作業項目 1
ADHDと漢方薬に関する本文の「抑肝散加陳皮半夏は抑肝散に陳皮と半夏を加えたものです。」という一文を英語に訳してください。
作業項目 2
ADHDと漢方薬に関する本文のうち、「ここに記載するのは」で始まる段落を、主な内容を残して箇条書きにまとめること。
作業項目 3
ADHDと漢方薬に関する本文を、最後の一文の後から書き進めること。

本文抜粋
あくまでも漢方薬は、衝動性や易怒性、不眠などの個別の症状を改善することで、心身の負担を軽減させることが目的です。

しかし、生活リズムの乱れやデジタルデバイスの過度の使用によって生じている「ADHDもどき」の場合は、デジタルデバイスの過度の使用に気をつけたり、生活リズムを安定させる(食事・睡眠・運動の最適化)ことと並行して、漢方薬を用いることで、改善を図ることが可能なのではないかと考えています。

ADHDに用いる漢方薬

ここに記載するのは、あくまでもADHDそのものを改善するわけではなく症状の軽減により心身の負担を軽減することが目的です。
ADHDもどきの場合は、生活習慣の改善とともに漢方薬を併用することで普段の落ち着きを取り戻すことを目的とします。

*ここで紹介する漢方薬はあくまでも一例です。
*お身体の状態や症状によっては、別の漢方薬を用いることもあります。

抑肝散加陳皮半夏 / 抑肝散(ヨクカンサンカチンピハンゲ / ヨクカンサン)
ADHDの衝動・易怒性やチック症状(上まぶたのピクつき)、怒りによるめまいやてんかんなどを目標に用います。
抑肝散加陳皮半夏は抑肝散に陳皮と半夏を加えたものです。
抑肝散加陳皮半夏は日本人の北山友松子が考案したと言われており、江戸時代に多用された処方です。
陳皮と半夏は気を巡らせ湿邪を除き去る作用があるため、湿度が高く胃腸の弱い傾向にある日本人に向いている処方です。

提供資料
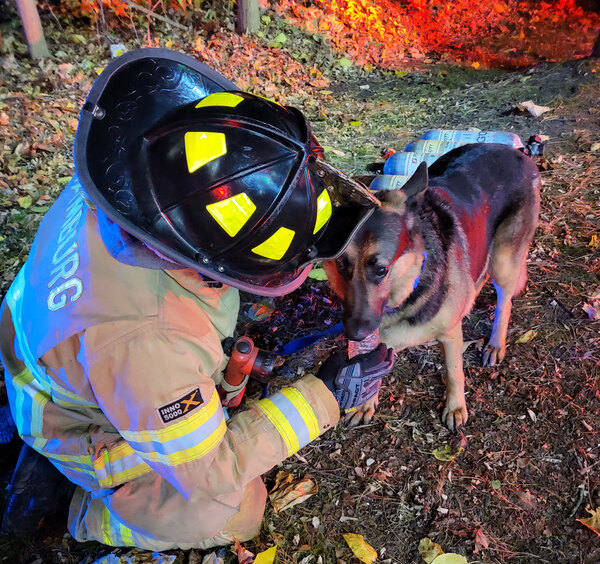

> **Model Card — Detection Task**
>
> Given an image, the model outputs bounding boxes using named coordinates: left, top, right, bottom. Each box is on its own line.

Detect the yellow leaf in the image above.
left=576, top=507, right=600, bottom=536
left=17, top=196, right=33, bottom=210
left=431, top=445, right=465, bottom=462
left=419, top=537, right=444, bottom=564
left=254, top=546, right=277, bottom=564
left=344, top=533, right=377, bottom=564
left=431, top=552, right=469, bottom=564
left=515, top=329, right=537, bottom=344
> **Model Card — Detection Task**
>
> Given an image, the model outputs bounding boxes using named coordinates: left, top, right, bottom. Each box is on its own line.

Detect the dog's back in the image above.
left=429, top=143, right=540, bottom=284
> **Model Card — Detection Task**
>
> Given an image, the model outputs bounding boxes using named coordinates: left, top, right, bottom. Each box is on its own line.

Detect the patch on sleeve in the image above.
left=156, top=388, right=204, bottom=423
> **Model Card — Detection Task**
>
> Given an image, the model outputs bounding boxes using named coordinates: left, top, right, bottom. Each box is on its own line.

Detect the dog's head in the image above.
left=323, top=163, right=428, bottom=341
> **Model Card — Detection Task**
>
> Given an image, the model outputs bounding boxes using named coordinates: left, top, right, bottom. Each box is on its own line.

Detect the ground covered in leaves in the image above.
left=0, top=3, right=600, bottom=564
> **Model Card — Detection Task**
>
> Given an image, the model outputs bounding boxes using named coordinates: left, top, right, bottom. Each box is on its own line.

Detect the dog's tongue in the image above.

作業結果 1
Yokukansan Kachinpi Hange is Yokukansan with chinpi and hange added.

作業結果 2
- 記載の漢方薬はADHDそのものを改善するものではない
- 目的は、症状を軽減して心身の負担を軽くすること
- ADHDもどきの場合は、生活習慣の改善と漢方薬の併用で普段の落ち着きを取り戻すことを目的とする

作業結果 3
特に小児においては、胃腸の未熟さや食生活の乱れ(甘いものや高脂肪食など)もあることが多いので、抑肝散より抑肝散加陳皮半夏が適応となる場合が多いとされます。
竜胆瀉肝湯(リュウタンシャカントウ)
中医学で言うところの「肝火上炎(カンカジョウエン)」に用いる処方です。
肝火上炎とは肝の熱(火)が頭部に上ったことで、脳が異常な興奮状態に置かれている状態のことです。
イライラが強く、瞬間湯沸かし器のごとく顔を真っ赤にして怒鳴り散らすようなタイプに用います。
竜胆瀉肝湯の主薬である竜胆は、肝火上炎による熱を冷まして下に降ろす作用が強く(瀉肝降火)、脳の興奮状態を最適化するのに用いることがあります。
甘麦大棗湯(カンバクタイソウトウ)
名前のごとく、甘味があって小児でも服用しやすいのが特徴です。
漢方薬がはじめてだったり、甘いものを好んで食すお子様の場合の導入としても使いやすいです。
元来、ヒステリーや夜泣きなどの「急迫を治す」(突発的な情緒不安)症状に用いることから、ADHD様症状のさまざまな症状に応用できます。
また、甘いものがやめられない場合の代わりとして使用したり、過食行動の抑制としても使うことができ、食生活の改善のサポートとしても有用です。
ただし、甘草の含有量が多いため「偽アルドステロン症」を引き起こす可能性があります。
少量服用もしくは頓服として用いるなど、服用量には注意が必要です。
柴胡清肝湯(サイコセイカントウ)
一貫堂医学における小児の解毒症体質として用いられる処方です。
一般的には繰り返す扁桃炎や副鼻腔炎、中耳炎、アトピー性皮膚炎などの耳鼻科領域や皮膚疾患の慢性炎症を長期服用することで、体質改善を行う処方です。
この解毒症体質には、神経質でちょっとした刺激にも過敏に反応しやすく、精神的な緊張状態が継続しているケースがあり、ADHD様症状に該当することがあります。
桂枝加竜骨牡蠣湯(ケイシカリュウコツボレイトウ)
『金匱要略・血痺虚労病』を出典としており、虚労つまり虚証のタイプの精神症状に用いる処方です。
体力がなく、すぐに疲れてしまい活力も乏しいため、刺激に対する閾値が低く神経過敏でちょっとした物音にも過剰に反応し、驚きやすく動悸がしたり眠れなかったりするときに用います。
柴胡加竜骨牡蛎湯(サイコカリュウコツボレイトウ)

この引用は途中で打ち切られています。